WORK ORDER. Copy out the entire text on packaging design trends and Generation Z word for word, before the records.

PROVIDED TEXT.
▬▬▬▬▬▬

Packaging design has always been pivotal to the success of consumer goods. But the last few years have seen significant changes in the way packaging is used to convey brand messages.
Packaging generally conveys the first impression of a product and gives the brand an identity. Consumers want to feel that the packaging caters to their lifestyle. The form this lifestyle takes can change rapidly and is no longer as static as it used to be. Climate awareness, health and wellness, sustainability, New Work, knowledge culture and connectivity are the current defining trends, says packaging designer Roman Klis. At FACHPACK, the founder of brand strategy and design agency Klis talked about the future of brands and design and altered consumer behaviours. He believes there will be huge momentum due to the purchasing habits of Generation Z, i.e., people born between 1997 and 2012, because baby boomers and Generation X would also orient themselves to the behaviour of Gen Z. According to Klis, this is tantamount to a historic change that has not happened in the preceding generations. As a result, trends will become
apparent on the market much faster, and manufacturers will need to respond to them quickly and agilely. Generation Z is developing its own preferences, which are similar across the world. A brand design that is popular in the Middle East will therefore also appeal to European and American consumers. This is due above all to social media like Instagram, the effect of which is that affinities and lifestyles are becoming increasingly similar worldwide.

▬▬▬▬▬▬

[Stored items]
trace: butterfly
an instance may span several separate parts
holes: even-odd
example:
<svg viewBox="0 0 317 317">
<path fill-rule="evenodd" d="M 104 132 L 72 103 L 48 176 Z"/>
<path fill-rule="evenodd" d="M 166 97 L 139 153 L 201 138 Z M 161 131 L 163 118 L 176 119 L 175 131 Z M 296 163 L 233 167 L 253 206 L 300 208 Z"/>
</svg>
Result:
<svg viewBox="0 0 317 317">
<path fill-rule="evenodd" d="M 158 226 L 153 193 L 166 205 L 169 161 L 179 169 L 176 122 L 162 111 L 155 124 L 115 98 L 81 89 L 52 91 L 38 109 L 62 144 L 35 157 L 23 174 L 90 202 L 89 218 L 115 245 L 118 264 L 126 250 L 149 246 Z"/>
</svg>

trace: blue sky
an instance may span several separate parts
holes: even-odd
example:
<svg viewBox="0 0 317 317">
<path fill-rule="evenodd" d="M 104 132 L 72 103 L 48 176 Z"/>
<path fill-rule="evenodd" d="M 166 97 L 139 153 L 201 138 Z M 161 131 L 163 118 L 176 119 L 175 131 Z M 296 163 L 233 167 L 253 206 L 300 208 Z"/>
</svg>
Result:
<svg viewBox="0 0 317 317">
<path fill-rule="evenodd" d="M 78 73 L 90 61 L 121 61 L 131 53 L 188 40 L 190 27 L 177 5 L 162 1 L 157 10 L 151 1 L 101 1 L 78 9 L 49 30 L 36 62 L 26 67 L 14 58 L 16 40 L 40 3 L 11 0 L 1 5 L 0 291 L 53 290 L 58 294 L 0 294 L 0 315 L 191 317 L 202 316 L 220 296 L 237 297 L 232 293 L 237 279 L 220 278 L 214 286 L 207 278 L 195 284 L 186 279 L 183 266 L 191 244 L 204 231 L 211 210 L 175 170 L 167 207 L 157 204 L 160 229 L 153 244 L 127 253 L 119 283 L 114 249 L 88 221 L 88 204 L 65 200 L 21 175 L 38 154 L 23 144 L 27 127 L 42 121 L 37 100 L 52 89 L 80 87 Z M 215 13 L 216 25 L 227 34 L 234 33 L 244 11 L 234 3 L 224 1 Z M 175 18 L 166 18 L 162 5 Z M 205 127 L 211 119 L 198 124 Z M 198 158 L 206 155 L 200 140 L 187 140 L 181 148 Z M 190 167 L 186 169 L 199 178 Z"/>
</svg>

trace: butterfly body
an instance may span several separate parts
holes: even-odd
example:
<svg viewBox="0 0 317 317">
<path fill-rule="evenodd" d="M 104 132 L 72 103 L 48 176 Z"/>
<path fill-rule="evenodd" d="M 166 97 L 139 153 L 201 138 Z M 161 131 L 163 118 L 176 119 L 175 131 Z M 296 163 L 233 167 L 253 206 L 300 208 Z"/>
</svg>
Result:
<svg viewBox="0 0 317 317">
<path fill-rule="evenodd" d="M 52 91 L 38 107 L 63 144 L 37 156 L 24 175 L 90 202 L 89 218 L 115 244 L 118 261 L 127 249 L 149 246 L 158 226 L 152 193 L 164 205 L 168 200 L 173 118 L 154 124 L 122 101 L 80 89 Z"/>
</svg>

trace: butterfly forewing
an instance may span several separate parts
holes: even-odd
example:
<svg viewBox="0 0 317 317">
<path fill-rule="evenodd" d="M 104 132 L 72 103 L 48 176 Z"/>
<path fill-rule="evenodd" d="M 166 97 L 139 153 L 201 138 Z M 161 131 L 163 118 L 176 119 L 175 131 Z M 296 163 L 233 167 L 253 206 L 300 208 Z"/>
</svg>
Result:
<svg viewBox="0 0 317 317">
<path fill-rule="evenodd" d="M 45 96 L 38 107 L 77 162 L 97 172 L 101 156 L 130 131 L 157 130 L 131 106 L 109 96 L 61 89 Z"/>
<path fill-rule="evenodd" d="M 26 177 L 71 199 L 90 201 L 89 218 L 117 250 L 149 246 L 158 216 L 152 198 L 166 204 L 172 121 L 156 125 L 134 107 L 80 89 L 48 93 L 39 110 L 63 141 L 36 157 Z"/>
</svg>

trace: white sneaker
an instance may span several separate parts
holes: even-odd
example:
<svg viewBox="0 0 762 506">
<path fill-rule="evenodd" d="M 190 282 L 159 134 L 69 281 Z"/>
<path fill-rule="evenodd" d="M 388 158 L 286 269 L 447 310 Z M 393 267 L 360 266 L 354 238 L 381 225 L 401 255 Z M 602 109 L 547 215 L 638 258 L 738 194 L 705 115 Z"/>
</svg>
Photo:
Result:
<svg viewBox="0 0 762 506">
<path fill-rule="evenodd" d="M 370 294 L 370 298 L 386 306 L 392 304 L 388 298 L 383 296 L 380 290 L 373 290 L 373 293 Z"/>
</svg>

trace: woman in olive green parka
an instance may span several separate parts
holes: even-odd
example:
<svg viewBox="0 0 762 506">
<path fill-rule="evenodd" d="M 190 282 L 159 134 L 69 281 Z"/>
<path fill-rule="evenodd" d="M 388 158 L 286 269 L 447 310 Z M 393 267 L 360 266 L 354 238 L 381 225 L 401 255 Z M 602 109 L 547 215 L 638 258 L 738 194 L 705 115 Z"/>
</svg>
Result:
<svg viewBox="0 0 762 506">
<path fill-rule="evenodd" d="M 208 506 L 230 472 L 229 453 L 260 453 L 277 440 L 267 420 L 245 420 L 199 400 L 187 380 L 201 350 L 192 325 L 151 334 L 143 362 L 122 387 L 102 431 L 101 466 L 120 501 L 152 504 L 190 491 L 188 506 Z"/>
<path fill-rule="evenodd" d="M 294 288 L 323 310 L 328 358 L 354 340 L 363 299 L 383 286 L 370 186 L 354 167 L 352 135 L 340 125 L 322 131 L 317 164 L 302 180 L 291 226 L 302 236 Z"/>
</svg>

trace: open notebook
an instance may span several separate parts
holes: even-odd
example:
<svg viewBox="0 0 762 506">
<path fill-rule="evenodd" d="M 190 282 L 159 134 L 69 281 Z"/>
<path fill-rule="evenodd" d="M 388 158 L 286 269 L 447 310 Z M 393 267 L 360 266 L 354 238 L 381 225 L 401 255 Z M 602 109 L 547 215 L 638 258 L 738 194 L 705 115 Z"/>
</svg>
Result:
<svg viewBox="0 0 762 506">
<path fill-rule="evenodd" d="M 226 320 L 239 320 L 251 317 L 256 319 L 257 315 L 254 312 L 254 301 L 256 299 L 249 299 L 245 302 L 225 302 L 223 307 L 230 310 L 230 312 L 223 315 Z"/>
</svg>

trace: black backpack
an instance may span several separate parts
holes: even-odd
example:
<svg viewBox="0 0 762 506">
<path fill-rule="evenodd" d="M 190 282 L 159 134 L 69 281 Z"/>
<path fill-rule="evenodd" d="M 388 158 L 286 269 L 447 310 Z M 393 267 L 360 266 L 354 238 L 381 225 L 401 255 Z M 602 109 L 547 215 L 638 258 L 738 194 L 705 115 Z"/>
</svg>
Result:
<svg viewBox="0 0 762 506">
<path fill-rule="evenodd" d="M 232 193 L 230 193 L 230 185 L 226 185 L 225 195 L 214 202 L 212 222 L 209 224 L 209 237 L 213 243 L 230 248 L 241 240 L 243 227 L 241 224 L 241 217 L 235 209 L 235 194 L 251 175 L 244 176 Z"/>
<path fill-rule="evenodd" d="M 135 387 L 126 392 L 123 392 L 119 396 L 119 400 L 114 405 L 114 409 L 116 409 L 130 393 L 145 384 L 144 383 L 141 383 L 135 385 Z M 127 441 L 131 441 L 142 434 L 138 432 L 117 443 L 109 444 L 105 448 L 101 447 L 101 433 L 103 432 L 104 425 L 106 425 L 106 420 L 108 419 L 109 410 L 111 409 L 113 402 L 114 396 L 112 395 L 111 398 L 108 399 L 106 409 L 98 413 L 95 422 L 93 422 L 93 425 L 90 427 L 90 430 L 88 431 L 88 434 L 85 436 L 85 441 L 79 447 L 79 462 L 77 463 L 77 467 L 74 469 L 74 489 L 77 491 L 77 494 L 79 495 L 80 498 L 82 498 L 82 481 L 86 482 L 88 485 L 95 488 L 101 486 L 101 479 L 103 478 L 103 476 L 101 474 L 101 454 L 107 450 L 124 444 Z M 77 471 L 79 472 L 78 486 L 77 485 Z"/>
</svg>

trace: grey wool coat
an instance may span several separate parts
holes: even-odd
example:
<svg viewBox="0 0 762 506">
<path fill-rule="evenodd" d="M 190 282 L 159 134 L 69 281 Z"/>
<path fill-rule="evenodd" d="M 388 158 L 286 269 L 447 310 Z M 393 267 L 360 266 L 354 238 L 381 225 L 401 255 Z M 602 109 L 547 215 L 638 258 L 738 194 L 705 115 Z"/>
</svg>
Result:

▬▬▬▬▬▬

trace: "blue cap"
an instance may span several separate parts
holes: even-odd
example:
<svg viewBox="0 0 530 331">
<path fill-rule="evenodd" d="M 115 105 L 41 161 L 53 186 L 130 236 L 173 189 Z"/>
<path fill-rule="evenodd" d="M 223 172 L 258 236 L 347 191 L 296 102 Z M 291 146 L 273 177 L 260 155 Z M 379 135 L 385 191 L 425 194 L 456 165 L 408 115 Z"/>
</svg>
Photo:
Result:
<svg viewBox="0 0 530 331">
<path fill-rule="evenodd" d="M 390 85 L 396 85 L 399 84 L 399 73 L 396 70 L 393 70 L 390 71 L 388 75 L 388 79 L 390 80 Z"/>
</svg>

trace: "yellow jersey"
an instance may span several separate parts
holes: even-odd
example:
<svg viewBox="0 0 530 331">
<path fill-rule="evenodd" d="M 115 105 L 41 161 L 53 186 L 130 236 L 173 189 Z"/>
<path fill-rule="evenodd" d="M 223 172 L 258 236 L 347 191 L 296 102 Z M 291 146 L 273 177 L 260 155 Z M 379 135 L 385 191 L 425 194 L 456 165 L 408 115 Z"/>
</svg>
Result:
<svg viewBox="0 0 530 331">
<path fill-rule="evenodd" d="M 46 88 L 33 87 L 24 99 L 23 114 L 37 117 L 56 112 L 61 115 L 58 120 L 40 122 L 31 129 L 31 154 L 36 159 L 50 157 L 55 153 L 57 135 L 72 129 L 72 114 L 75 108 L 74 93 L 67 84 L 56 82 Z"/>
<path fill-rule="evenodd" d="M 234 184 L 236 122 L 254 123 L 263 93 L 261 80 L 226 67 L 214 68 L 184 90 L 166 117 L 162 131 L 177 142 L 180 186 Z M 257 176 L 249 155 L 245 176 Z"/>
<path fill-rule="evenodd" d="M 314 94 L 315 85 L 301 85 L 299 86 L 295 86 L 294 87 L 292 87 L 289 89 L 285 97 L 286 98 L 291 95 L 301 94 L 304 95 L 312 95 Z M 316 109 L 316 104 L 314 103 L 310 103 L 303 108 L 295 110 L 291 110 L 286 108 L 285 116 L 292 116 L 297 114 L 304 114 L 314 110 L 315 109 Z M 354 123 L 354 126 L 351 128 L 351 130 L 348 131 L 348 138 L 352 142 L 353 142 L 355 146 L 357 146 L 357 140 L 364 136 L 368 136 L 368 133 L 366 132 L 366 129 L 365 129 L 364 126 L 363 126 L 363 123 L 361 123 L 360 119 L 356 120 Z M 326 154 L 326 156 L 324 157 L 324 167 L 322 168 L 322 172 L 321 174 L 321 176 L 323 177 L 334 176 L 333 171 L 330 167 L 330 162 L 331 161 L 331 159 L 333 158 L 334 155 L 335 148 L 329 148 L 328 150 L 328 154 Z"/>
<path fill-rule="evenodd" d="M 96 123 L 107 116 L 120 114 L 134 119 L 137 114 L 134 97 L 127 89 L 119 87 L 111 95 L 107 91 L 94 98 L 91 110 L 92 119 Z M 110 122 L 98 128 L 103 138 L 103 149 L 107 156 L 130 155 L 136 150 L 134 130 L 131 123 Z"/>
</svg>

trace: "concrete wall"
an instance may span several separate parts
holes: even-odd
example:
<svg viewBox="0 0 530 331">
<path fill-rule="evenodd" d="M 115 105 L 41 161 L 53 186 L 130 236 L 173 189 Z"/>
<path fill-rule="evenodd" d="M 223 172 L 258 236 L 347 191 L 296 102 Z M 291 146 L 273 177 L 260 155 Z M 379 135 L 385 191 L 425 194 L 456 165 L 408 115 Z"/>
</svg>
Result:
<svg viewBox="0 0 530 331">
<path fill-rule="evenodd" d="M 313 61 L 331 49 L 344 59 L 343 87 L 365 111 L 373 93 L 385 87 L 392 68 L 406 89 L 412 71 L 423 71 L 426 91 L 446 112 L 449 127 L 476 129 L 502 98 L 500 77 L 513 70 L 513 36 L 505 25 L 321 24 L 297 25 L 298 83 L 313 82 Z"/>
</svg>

▬▬▬▬▬▬

RESPONSE AREA.
Packaging design has always been pivotal to the success of consumer goods. But the last few years have seen significant changes in the way packaging is used to convey brand messages.
Packaging generally conveys the first impression of a product and gives the brand an identity. Consumers want to feel that the packaging caters to their lifestyle. The form this lifestyle takes can change rapidly and is no longer as static as it used to be. Climate awareness, health and wellness, sustainability, New Work, knowledge culture and connectivity are the current defining trends, says packaging designer Roman Klis. At FACHPACK, the founder of brand strategy and design agency Klis talked about the future of brands and design and altered consumer behaviours. He believes there will be huge momentum due to the purchasing habits of Generation Z, i.e., people born between 1997 and 2012, because baby boomers and Generation X would also orient themselves to the behaviour of Gen Z. According to Klis, this is tantamount to a historic change that has not happened in the preceding generations. As a result, trends will become
apparent on the market much faster, and manufacturers will need to respond to them quickly and agilely. Generation Z is developing its own preferences, which are similar across the world. A brand design that is popular in the Middle East will therefore also appeal to European and American consumers. This is due above all to social media like Instagram, the effect of which is that affinities and lifestyles are becoming increasingly similar worldwide.